Aim of the task: Show every line of the material that contains the string "face", copying each one in full.

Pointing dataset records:
★ ★ ★ ★ ★ ★ ★

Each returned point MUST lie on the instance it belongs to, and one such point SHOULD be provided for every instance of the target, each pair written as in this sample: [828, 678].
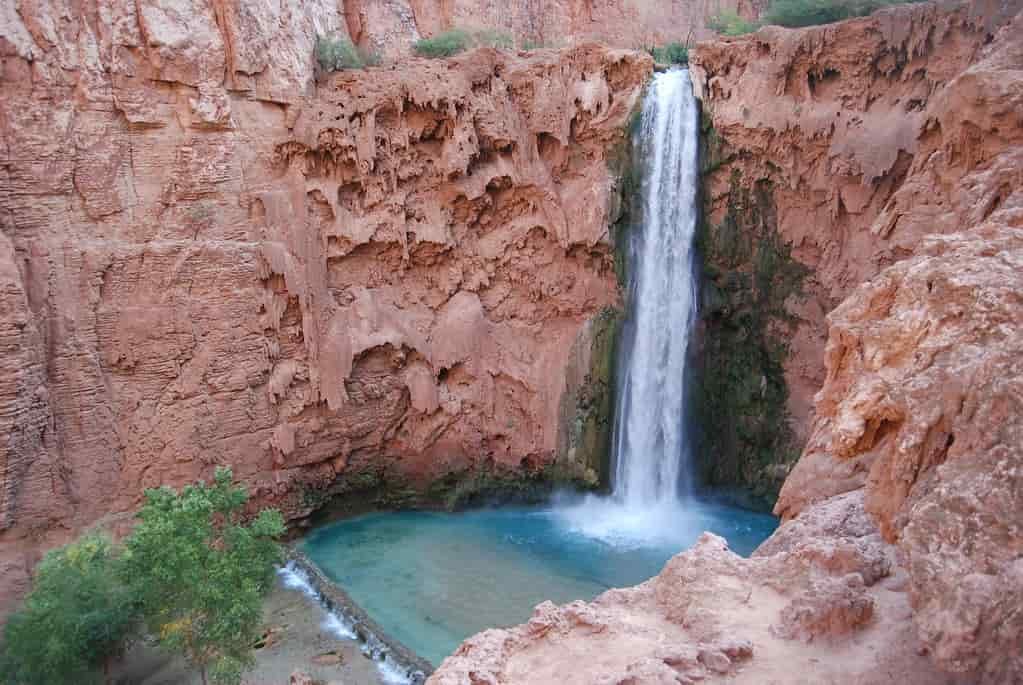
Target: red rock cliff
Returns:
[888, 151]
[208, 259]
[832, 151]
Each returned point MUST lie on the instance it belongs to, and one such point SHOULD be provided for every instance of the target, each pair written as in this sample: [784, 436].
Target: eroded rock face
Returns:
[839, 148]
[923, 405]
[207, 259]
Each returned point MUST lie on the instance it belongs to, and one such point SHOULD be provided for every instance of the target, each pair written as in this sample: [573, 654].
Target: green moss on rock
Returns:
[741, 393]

★ ★ ★ ★ ★ ★ ★

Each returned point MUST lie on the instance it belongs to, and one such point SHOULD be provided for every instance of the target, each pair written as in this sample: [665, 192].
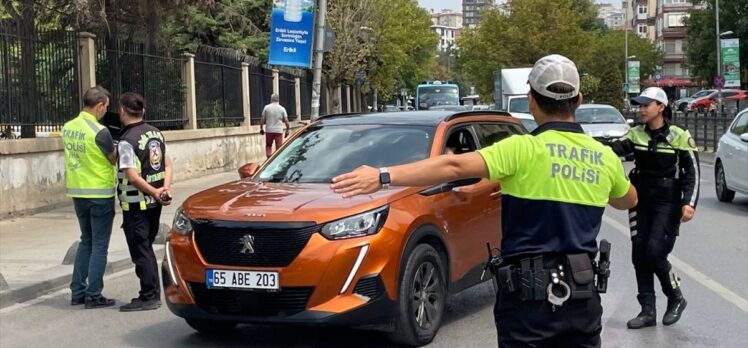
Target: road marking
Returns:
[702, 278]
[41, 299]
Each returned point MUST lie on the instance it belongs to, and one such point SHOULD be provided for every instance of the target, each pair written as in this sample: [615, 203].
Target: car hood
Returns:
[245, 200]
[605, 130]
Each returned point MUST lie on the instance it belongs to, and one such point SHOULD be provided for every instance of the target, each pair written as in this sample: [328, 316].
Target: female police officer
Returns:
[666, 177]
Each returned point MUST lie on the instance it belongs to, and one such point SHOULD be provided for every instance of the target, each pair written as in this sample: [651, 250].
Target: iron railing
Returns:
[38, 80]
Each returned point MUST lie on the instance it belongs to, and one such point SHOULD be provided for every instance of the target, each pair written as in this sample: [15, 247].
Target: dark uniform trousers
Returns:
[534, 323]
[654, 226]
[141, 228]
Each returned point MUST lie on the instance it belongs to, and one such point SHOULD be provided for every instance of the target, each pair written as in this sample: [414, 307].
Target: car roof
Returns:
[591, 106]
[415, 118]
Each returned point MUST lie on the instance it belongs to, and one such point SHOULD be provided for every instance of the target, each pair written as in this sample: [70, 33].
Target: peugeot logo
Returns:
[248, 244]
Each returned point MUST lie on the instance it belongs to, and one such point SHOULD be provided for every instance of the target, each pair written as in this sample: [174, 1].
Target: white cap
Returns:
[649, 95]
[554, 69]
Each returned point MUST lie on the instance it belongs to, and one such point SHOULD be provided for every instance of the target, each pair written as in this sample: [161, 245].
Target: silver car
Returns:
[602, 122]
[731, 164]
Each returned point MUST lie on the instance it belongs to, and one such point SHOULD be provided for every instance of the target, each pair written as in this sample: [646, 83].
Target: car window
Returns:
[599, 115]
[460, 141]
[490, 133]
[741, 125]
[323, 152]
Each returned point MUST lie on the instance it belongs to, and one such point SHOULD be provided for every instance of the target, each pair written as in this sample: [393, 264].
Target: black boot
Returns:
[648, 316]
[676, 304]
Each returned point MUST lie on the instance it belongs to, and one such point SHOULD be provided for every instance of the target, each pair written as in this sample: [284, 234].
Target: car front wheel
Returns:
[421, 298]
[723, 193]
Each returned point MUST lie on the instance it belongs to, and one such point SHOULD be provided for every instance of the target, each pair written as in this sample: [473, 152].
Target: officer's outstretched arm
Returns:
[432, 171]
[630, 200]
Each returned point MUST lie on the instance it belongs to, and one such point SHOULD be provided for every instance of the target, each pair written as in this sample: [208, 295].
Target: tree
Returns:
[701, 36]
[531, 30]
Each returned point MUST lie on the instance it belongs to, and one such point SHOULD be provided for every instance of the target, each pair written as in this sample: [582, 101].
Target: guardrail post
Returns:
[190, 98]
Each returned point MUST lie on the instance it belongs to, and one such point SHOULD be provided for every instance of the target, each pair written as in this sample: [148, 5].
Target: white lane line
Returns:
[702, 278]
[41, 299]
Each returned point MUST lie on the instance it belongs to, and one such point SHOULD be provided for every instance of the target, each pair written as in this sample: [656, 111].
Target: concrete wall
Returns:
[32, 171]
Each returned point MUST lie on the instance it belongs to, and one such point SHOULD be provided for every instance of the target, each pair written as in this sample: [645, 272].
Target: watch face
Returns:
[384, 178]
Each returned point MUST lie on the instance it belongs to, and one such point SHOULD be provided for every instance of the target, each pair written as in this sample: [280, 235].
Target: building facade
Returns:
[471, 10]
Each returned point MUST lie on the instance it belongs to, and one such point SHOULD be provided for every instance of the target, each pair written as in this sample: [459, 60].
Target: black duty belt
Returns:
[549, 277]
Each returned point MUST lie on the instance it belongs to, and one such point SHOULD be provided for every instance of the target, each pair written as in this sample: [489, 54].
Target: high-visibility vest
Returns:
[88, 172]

★ ★ ★ ★ ★ ★ ★

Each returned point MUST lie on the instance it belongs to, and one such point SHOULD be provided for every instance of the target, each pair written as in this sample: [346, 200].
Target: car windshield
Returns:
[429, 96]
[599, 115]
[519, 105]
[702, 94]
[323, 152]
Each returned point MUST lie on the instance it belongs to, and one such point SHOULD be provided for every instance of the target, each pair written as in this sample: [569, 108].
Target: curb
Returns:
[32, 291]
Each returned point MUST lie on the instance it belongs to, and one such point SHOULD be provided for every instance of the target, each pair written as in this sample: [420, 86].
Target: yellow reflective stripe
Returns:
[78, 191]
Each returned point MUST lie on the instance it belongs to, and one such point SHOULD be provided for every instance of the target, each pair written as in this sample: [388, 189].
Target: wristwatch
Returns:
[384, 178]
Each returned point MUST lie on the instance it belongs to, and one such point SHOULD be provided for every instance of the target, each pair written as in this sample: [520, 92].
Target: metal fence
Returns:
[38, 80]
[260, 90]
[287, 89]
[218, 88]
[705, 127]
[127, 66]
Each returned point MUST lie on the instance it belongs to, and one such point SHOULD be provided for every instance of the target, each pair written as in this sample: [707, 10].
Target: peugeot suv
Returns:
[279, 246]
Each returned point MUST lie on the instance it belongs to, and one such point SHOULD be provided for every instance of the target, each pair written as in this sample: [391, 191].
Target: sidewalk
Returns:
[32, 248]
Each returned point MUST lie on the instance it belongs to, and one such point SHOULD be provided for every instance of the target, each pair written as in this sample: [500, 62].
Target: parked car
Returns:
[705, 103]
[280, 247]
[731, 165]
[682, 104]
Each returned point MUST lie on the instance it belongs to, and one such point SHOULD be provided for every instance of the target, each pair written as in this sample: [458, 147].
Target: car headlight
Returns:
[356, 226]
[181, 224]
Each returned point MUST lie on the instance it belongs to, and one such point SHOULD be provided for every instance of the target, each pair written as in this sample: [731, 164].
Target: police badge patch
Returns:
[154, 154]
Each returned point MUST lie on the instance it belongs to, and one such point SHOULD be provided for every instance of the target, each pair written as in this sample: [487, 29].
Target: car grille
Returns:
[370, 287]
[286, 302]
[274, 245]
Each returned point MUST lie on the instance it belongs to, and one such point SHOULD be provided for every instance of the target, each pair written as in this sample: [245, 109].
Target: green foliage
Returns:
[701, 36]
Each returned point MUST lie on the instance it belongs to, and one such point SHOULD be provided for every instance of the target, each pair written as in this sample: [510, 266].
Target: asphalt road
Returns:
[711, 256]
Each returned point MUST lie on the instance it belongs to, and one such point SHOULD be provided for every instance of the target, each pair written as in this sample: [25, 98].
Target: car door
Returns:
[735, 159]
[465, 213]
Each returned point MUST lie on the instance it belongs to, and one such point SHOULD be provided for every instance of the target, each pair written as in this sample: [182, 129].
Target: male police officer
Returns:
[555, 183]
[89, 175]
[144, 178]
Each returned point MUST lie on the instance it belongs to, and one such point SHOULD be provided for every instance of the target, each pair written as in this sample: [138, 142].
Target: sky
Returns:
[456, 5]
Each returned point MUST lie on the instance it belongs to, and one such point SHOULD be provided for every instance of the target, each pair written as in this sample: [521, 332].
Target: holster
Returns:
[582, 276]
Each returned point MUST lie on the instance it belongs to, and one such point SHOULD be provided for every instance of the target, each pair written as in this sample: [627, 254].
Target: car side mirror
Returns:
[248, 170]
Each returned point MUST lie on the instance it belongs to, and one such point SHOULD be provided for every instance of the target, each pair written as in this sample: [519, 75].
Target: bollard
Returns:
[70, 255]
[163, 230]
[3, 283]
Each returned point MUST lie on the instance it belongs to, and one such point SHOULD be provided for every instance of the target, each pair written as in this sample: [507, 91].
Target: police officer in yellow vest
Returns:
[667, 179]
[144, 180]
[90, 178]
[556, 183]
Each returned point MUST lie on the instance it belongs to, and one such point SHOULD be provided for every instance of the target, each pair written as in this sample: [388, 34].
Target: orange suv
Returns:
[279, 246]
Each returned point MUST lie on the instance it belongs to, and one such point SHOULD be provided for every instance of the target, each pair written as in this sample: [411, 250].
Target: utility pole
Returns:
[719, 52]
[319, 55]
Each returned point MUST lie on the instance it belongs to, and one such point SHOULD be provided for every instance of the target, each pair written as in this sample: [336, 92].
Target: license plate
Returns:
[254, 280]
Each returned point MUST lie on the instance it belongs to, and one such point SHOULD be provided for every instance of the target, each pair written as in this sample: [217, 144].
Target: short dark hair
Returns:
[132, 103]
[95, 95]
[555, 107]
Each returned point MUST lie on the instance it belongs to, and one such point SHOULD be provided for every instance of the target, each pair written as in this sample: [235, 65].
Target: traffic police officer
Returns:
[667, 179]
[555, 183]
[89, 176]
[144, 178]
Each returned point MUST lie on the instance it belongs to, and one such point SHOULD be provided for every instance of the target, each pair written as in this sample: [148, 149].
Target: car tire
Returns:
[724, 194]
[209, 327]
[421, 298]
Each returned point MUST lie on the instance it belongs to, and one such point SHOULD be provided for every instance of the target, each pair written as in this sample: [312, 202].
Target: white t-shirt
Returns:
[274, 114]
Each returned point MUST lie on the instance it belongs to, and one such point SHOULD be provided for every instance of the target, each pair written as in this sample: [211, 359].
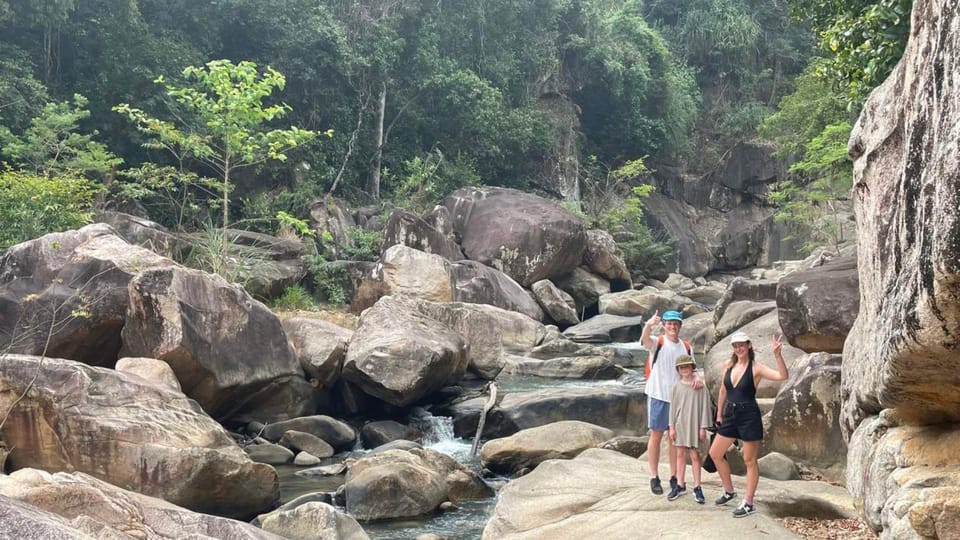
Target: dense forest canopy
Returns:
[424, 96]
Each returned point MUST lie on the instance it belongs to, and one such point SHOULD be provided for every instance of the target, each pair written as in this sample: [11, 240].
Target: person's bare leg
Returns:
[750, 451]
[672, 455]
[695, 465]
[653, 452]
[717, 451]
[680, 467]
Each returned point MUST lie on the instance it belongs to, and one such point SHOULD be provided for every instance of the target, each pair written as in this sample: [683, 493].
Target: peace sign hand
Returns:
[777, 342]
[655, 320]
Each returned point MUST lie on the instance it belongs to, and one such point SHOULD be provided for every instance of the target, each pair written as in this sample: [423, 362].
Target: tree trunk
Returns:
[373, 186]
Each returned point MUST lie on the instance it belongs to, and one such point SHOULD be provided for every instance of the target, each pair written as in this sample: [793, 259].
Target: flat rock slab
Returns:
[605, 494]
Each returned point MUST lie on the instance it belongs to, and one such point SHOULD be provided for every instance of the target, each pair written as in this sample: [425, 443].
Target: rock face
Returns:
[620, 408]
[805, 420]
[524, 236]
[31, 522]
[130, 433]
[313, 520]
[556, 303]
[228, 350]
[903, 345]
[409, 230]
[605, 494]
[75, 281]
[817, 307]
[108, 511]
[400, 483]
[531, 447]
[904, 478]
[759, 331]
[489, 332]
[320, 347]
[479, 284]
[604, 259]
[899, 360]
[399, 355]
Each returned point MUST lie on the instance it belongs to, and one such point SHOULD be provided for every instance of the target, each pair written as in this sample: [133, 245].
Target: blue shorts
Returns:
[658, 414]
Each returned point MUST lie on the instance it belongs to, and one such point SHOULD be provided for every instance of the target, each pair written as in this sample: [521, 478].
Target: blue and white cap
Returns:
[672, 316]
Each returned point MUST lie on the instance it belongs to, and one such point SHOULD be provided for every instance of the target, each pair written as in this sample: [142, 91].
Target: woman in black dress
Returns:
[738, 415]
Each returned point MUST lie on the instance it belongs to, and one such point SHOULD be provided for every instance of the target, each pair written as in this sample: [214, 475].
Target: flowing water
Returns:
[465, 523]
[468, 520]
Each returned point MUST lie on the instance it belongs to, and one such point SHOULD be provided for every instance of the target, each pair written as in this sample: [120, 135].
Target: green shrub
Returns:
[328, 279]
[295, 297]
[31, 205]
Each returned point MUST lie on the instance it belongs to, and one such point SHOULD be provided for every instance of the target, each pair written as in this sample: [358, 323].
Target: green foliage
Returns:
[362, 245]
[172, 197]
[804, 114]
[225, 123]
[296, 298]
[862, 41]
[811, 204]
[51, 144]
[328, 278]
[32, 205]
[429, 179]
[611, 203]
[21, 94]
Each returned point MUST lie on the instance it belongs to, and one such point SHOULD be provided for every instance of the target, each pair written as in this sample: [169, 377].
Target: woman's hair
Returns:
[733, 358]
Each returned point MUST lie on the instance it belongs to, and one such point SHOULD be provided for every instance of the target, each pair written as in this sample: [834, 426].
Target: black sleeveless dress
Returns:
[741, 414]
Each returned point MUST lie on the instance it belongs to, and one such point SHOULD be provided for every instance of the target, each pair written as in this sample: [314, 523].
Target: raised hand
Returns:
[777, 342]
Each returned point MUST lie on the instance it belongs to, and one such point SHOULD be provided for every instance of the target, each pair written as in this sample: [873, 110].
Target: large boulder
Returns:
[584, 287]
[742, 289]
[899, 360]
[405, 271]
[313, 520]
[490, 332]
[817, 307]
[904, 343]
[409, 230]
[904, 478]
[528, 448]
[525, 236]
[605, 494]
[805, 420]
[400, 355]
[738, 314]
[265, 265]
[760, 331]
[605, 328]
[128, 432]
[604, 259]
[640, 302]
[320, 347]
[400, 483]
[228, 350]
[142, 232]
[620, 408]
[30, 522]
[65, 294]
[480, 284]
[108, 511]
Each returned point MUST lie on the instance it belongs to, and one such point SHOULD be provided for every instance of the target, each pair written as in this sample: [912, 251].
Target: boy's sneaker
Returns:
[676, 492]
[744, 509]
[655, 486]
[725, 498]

★ ★ ★ ★ ★ ★ ★

Solution to this task:
Target: eroded rock face
Target: watch face
Target: rock face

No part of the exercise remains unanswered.